▶ _WHAT YOU NEED TO DO_
Treat the line containing "Each instance receives one keypoint. Mark the hazy" as the first line and the final line of the material below as the last; reproduce that range exactly.

— Begin PROVIDED RECORDS —

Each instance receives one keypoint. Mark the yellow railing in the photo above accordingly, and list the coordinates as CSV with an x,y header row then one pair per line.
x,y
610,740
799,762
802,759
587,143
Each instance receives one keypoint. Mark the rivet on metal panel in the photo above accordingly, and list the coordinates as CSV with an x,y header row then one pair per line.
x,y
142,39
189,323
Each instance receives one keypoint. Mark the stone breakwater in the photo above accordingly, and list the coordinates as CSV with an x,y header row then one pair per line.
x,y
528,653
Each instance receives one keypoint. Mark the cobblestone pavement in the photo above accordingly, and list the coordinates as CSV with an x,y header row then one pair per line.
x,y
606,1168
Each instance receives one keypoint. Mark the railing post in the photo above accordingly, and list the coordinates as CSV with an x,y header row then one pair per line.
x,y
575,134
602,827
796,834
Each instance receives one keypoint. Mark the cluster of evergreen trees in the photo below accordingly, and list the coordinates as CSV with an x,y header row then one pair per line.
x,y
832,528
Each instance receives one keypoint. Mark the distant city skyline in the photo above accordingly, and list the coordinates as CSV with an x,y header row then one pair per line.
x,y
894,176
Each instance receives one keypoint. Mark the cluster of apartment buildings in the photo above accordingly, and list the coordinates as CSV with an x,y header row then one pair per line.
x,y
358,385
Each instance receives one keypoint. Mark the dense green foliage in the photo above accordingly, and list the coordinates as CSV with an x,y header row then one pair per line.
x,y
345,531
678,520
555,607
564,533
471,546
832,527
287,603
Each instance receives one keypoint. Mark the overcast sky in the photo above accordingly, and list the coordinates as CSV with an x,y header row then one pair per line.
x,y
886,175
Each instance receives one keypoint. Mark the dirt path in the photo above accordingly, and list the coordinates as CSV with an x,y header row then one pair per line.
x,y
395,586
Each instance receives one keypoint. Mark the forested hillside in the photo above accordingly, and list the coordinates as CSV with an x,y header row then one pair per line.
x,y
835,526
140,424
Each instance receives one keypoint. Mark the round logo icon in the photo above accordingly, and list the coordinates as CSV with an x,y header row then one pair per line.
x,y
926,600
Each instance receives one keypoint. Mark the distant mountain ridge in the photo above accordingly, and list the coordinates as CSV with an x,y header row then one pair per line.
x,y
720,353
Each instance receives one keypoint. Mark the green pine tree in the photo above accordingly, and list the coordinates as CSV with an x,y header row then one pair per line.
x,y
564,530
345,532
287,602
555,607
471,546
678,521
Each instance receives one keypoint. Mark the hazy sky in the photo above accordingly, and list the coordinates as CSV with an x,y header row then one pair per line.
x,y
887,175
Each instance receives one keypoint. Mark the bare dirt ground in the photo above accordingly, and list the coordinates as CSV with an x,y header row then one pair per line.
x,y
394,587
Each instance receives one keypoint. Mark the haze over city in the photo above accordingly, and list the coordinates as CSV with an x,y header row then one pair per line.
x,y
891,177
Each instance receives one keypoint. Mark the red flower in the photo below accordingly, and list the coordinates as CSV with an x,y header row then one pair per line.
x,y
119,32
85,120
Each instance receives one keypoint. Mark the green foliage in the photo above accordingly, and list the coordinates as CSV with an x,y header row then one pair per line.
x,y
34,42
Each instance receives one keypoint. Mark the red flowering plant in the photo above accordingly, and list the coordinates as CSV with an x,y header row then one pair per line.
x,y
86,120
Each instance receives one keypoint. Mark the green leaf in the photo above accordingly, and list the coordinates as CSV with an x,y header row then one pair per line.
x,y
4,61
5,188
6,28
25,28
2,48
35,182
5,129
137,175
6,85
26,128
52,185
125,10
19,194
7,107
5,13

— End PROVIDED RECORDS —

▶ _FULL RESPONSE_
Each instance receives one keypoint. Mark the hazy sky in the photo above accordingly, and list the coordinates as CSV with an x,y header row then one pair per line.
x,y
887,175
Each instance receives one keypoint. Mark the bare dirt ground in the photo above accordingly, and list the coordinates as CSV with an x,y header row then one pair per line.
x,y
394,587
Each instance receives one keypoint. Mark the haze over city in the photo above accordingly, and list the coordinates as CSV with an x,y header row then one pair per line.
x,y
891,177
Each instance receives one keypoint. Mark the red flower in the photo below accordingly, and list the coordinates as CSV with an x,y header row then one pair per line.
x,y
119,32
85,120
Each instance receives one keypoint. Mark the green foliage in the photo above accordingly, and list the coordinates as CSV with an x,y header row then one pair per line.
x,y
34,42
Each instance receives one keypoint. Mark the red flowering plant in the photo above accordingly, and list the coordinates as CSV with an x,y header row then one pair per line.
x,y
86,120
Each instance receives one keypoint. Mark the green leaf in the photo above accordingly, and list the coordinates as CSV with an x,y header row then one pair per line.
x,y
4,61
5,188
6,28
25,28
2,48
35,182
5,129
137,175
6,85
26,128
52,185
125,10
19,194
7,107
5,13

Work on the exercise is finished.